WORK REQUEST ▸ Within the records below, reproduce without change the lines from the line that has "column 426, row 62" through the line that has "column 281, row 298", and only those.

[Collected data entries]

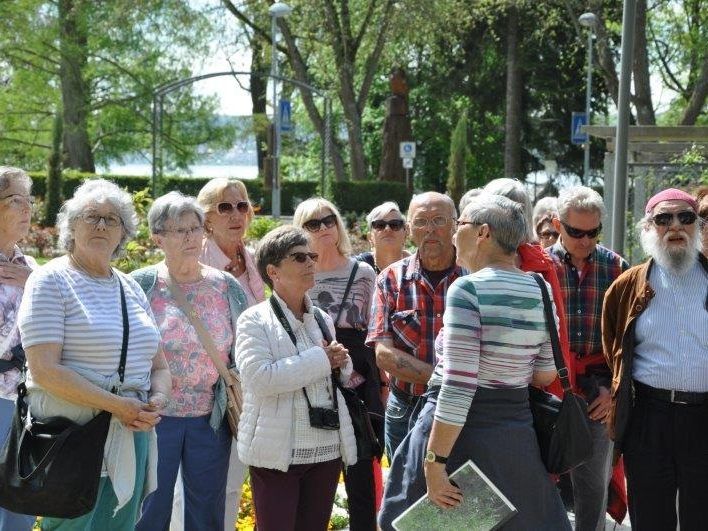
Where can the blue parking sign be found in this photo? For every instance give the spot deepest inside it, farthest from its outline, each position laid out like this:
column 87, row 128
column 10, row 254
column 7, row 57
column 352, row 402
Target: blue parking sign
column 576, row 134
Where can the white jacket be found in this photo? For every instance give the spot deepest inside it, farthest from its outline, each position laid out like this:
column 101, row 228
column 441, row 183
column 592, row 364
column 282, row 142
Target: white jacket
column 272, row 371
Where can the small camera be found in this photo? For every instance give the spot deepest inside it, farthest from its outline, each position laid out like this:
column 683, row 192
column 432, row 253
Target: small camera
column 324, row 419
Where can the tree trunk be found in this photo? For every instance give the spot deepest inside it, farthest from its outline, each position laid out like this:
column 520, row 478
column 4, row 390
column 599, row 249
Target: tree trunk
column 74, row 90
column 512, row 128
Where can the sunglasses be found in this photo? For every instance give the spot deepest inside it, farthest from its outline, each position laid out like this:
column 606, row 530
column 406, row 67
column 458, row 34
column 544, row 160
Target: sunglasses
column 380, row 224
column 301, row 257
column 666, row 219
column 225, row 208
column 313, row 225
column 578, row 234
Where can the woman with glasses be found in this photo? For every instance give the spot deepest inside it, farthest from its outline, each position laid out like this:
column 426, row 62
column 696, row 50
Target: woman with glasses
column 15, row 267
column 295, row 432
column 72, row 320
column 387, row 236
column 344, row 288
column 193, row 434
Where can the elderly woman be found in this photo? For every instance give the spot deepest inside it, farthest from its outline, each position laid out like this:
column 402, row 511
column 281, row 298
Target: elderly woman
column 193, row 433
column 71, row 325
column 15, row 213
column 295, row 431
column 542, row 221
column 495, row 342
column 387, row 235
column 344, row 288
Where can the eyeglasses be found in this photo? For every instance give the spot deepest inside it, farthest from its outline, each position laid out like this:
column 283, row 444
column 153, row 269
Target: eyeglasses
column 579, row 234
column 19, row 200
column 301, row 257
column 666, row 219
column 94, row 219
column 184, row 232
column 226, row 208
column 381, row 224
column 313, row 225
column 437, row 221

WRITTEN ANSWER ▸
column 426, row 62
column 696, row 50
Target: woman with glasses
column 15, row 267
column 295, row 432
column 72, row 320
column 387, row 236
column 344, row 288
column 193, row 434
Where can the elderly woman be found in this photo? For every instance give the spot deepest inside it, farthest from its outline, each position laid out like this:
column 402, row 511
column 281, row 298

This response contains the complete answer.